Labeled-object pointing entries:
>> START

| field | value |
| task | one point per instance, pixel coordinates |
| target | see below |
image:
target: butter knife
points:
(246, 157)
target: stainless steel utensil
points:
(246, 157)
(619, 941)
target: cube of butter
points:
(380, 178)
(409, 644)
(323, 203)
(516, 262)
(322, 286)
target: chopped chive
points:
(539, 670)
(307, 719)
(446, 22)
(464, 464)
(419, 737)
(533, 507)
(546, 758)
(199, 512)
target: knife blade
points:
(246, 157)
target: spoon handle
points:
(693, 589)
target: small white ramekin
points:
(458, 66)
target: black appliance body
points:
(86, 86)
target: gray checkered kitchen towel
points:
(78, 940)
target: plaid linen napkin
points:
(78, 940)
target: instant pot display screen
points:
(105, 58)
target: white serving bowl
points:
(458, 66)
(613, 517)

>> END
>> START

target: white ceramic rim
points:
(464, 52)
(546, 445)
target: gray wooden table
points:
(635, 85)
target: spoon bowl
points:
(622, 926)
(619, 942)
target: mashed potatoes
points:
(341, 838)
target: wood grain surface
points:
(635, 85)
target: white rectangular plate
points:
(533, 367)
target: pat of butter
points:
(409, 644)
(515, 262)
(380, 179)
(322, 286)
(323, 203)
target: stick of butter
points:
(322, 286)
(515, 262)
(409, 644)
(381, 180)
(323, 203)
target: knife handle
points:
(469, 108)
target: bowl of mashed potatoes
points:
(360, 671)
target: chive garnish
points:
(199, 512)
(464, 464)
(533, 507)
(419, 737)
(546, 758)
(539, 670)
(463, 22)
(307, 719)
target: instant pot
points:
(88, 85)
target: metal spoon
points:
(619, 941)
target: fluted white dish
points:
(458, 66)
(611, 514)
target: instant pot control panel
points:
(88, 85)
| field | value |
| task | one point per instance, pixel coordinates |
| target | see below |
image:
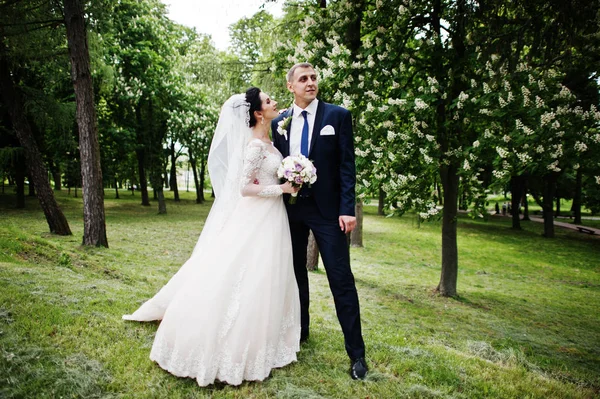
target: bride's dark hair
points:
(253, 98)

>> END
>> START

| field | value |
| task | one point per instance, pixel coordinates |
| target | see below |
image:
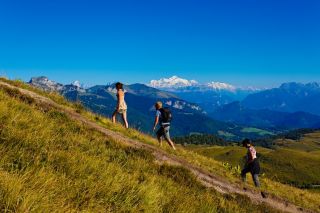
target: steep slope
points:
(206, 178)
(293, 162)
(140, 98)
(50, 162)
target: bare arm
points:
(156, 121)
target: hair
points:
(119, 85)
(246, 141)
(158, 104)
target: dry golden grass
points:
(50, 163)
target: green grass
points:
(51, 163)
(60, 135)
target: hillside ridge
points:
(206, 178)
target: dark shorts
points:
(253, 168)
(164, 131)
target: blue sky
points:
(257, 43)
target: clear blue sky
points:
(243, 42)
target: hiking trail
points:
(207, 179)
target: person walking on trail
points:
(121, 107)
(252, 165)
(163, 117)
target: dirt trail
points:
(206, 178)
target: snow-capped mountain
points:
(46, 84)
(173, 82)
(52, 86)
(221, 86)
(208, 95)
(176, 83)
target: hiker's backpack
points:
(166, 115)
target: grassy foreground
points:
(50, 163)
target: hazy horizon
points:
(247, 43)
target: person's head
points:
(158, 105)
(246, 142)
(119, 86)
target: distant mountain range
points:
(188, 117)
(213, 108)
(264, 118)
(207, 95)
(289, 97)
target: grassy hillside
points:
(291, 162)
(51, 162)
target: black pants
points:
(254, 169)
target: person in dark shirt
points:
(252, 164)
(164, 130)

>> END

Return every line from the records above that contains the string "chive", copying each line as it appears.

target: chopped chive
target: chive garnish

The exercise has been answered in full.